Défi 1:
Recopiez fidèlement le passage du texte sur la métacognition, de « La métacognition est » à « scolaire (Dévolvé, 2005). ».
Défi 2:
Rédigez la suite du texte sur la métacognition à partir de sa dernière phrase.

Extrait du document:
Loading Ajouter aux Favoris

Par Nathalie Arbour, Orthopédagogue au Service d’aide à l’apprentissage de Lanaudière et conseillère en services adaptés au collège de Saint-Jérôme

Qu’est-ce que la métacognition ?

La métacognition est un processus relié aux connaissances que l’on possède au sujet de nos propres stratégies et au contrôle que l’on exerce sur celles-ci afin de nous aider à résoudre un problème de façon plus efficace. Cette fonction exécutive de haut niveau qui fait appel à la capacité de réfléchir sur ses connaissances à comprendre son propre fonctionnement et à évaluer sa démarche lors des apprentissages est d’ailleurs un des meilleurs prédicateurs de la réussite scolaire (Dévolvé, 2005).

[Enregistrements de pointage d'objets sur photo]
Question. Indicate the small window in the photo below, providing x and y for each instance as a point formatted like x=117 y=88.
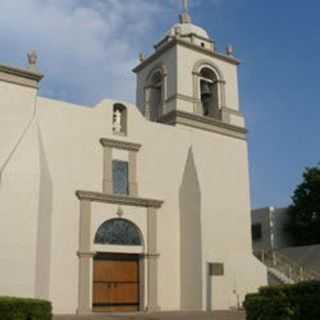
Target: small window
x=118 y=232
x=120 y=171
x=256 y=231
x=119 y=121
x=216 y=269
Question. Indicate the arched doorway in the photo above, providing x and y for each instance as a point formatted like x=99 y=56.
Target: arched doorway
x=117 y=276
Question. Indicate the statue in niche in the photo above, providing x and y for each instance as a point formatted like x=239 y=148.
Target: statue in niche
x=117 y=118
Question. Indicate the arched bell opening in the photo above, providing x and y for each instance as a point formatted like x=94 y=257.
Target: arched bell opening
x=209 y=93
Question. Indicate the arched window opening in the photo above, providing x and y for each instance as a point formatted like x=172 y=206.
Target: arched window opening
x=209 y=93
x=118 y=232
x=156 y=87
x=119 y=121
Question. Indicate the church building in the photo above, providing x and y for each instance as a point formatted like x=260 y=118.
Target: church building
x=121 y=207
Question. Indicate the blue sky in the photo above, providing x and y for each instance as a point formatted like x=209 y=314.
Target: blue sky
x=87 y=48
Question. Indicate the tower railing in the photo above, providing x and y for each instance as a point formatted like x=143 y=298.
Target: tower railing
x=291 y=269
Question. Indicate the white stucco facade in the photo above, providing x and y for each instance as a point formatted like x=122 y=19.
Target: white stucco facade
x=191 y=198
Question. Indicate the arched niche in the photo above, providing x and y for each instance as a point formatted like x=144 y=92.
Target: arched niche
x=120 y=119
x=208 y=89
x=118 y=231
x=155 y=93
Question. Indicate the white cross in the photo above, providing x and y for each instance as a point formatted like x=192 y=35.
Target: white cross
x=186 y=6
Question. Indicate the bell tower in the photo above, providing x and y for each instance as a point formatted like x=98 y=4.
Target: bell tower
x=187 y=82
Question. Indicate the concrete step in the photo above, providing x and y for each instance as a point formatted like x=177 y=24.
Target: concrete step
x=177 y=315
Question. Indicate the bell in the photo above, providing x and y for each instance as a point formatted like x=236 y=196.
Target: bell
x=205 y=89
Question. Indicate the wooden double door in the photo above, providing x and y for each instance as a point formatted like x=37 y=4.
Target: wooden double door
x=116 y=283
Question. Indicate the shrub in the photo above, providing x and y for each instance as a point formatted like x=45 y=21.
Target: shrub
x=24 y=309
x=288 y=302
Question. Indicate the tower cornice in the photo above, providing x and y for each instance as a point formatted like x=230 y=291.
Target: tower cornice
x=175 y=42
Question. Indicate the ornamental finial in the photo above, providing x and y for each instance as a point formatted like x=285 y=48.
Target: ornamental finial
x=186 y=6
x=32 y=60
x=185 y=16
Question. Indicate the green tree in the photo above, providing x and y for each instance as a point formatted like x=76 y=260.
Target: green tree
x=304 y=212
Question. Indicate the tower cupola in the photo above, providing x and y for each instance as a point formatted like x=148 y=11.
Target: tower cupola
x=186 y=81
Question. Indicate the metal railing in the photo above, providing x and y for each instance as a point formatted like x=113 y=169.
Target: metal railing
x=288 y=267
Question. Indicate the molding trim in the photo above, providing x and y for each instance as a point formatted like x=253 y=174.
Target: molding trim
x=231 y=111
x=118 y=199
x=176 y=41
x=88 y=254
x=183 y=97
x=19 y=76
x=204 y=123
x=119 y=144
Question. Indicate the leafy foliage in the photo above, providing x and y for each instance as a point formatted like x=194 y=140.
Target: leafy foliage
x=304 y=226
x=24 y=309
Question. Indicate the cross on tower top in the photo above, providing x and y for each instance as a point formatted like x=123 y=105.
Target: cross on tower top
x=185 y=6
x=185 y=17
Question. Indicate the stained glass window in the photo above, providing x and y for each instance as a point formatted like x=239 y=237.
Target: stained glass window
x=120 y=177
x=118 y=232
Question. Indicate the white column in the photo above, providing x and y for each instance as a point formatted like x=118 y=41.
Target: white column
x=152 y=257
x=85 y=259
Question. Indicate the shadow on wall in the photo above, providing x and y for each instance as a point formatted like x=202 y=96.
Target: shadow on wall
x=43 y=256
x=190 y=237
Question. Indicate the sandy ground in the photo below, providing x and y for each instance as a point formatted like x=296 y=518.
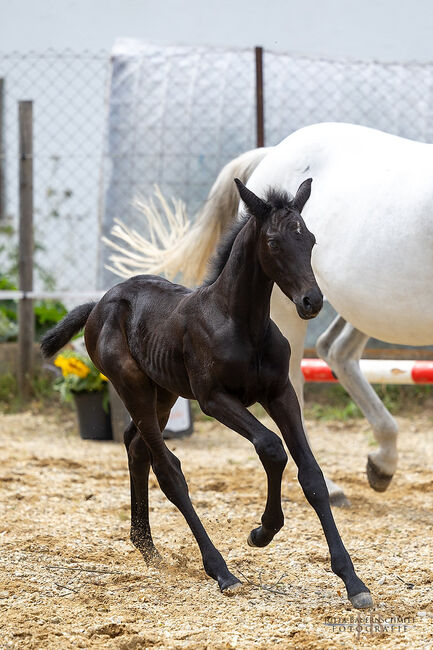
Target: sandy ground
x=69 y=577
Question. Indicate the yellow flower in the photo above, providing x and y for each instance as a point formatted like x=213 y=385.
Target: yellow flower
x=72 y=366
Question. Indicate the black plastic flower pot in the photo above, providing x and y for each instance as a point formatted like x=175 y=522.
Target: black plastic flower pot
x=94 y=422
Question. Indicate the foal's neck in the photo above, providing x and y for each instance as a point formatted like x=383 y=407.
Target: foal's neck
x=243 y=287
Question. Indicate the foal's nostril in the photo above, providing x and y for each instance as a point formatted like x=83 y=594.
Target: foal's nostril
x=306 y=303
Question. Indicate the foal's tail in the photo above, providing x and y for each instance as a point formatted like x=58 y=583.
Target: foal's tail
x=184 y=248
x=61 y=333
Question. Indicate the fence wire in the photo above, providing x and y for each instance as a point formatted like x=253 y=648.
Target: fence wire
x=182 y=113
x=68 y=91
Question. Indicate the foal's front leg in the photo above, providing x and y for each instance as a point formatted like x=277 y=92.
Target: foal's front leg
x=269 y=447
x=284 y=409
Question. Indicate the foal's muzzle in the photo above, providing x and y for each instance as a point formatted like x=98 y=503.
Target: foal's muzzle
x=309 y=305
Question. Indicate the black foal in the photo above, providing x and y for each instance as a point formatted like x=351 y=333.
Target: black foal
x=156 y=340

Résultat de l'exercice 1:
La métacognition est un processus relié aux connaissances que l’on possède au sujet de nos propres stratégies et au contrôle que l’on exerce sur celles-ci afin de nous aider à résoudre un problème de façon plus efficace. Cette fonction exécutive de haut niveau qui fait appel à la capacité de réfléchir sur ses connaissances à comprendre son propre fonctionnement et à évaluer sa démarche lors des apprentissages est d’ailleurs un des meilleurs prédicateurs de la réussite scolaire (Dévolvé, 2005).

Résultat de l'exercice 2:
Lorsqu’on doit apprendre de nouveaux concepts, résoudre des problèmes, faire des liens ou bien créer des relations entre des idées et des concepts, il existe une sorte de discours intérieur que l’élève entretient de façon inconsciente avec lui-même. À cette étape, ceci demande en cours d’exécution de la tâche d’exercer un contrôle sur lui-même et de réguler ses actions afin de réutiliser et d’ajuster ses stratégies de façon consciente dans ses apprentissages.

Or, nous savons que pour les élèves ayant des troubles d’apprentissage (TA) ce processus n’est pas effectué de façon consciente, il doit être enseigné, et ce, de façon explicite. Malheureusement, cette habileté de discours intérieur est souvent oubliée, malgré qu’elle s’avère très riche et utile en situation d’apprentissage.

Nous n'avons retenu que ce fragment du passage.